Records from a dataset:
[start]

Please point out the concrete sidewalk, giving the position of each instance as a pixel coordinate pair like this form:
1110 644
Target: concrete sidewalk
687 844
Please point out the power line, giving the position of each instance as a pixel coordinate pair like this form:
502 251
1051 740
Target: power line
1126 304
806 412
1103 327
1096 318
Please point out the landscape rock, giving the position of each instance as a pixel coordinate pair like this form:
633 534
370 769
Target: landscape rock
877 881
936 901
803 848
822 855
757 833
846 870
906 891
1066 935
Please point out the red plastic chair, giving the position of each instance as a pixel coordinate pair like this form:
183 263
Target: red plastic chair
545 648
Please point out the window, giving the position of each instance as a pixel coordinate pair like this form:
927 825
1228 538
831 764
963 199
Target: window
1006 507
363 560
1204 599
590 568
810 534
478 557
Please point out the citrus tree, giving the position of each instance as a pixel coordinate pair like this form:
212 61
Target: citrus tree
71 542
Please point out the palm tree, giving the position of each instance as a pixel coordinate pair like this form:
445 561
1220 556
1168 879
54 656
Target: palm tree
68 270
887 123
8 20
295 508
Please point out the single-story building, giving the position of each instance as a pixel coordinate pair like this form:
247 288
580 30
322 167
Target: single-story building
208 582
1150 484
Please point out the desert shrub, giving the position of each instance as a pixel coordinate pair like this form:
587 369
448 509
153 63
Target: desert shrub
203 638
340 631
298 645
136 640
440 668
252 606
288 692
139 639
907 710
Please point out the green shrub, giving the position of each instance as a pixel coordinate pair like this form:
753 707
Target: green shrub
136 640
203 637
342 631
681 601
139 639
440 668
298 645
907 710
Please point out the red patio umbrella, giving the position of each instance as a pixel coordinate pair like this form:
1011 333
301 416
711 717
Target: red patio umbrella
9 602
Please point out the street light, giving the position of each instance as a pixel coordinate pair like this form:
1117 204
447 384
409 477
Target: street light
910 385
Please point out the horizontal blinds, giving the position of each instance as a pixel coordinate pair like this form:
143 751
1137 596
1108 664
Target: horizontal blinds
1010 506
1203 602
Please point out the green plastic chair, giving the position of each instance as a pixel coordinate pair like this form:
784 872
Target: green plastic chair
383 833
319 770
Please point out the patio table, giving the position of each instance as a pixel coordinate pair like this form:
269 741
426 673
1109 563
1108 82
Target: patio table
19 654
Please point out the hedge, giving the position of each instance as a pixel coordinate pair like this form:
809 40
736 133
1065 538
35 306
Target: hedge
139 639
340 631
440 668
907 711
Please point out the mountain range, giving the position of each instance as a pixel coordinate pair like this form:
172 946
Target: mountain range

[end]

Reproduce all of the material above word for word.

### ANSWER TO THE TASK
Please point out the concrete sidewalk, giving the position of each instance as a pixel coordinate pair like this form:
1110 644
Target: concrete sidewalk
687 844
Please point out the power line, giving the position of each instance as a pixel coordinate pair like this form:
502 251
1051 740
Target: power line
1126 304
806 412
1103 327
1096 318
Please point out the landscape rock, giving the position of each instance as a pixel coordinate pair like this form:
633 534
370 769
Target: landscape rock
877 881
936 901
803 848
822 855
757 833
846 870
906 891
1066 935
Please point out the red plastic chair, giving the position of each instance as a pixel coordinate pair like this form:
183 263
Target: red plastic chair
545 648
Please point out the window, giving the position of each instance as a pixel coordinate pair like this form:
927 825
1228 538
831 764
963 199
Target: window
1006 507
363 560
1204 599
590 568
810 534
478 557
Please point out the citrus tree, giving the position of each instance as a pixel coordinate pair like this form:
212 61
Target: citrus tree
71 542
Please point out the palm tree, giving the position of each instance as a pixel coordinate pair like this form:
445 561
1220 556
1168 879
54 656
Target: palm tree
68 270
887 123
8 20
295 508
Please point out the single-story building, giving the position of each instance as a pixel coordinate pair like this form:
247 288
580 30
322 167
Target: single-story building
208 582
1150 484
Please point out the desert shrub, giving the position of each instance as a pixel coordinate pair like this form:
587 369
448 509
153 63
Target: desert shrub
203 638
340 631
298 645
136 640
440 668
252 606
288 692
139 639
907 710
Please point out the green shrub, giving the position of each instance as a pixel coordinate pair like this form:
753 707
Target: green shrub
136 640
203 637
342 631
681 601
139 639
440 668
298 645
907 710
Please point out the red patio umbrella, giving the position of each instance as a pixel coordinate pair like this form:
1011 333
301 416
711 717
Target: red patio umbrella
9 602
Please point out the street light, giving the position of each instance as a pixel coordinate pair like this form:
1117 204
447 384
409 477
Target: street light
910 385
Please point out the horizontal blinds, giving the position of each instance as a pixel coordinate pair like this form:
143 751
1137 596
1108 664
Target: horizontal blinds
1010 506
1203 602
Please point out the green plastic chair, giving the position of each instance as a pixel coordinate pair like this form:
784 872
Target: green plastic chair
383 833
319 770
Please point out the patio table, giving the position of each instance as a pixel coordinate pair like this form:
269 741
426 673
1109 563
1108 82
Target: patio table
19 654
Please point out the hedge, giving the position of each instance as a pixel coordinate pair like this form:
809 40
736 133
1065 538
35 306
Target: hedge
139 639
340 631
440 668
907 711
Please point out the mountain range, giving the position of each instance as a pixel coordinate pair like this form:
172 946
Target: mountain range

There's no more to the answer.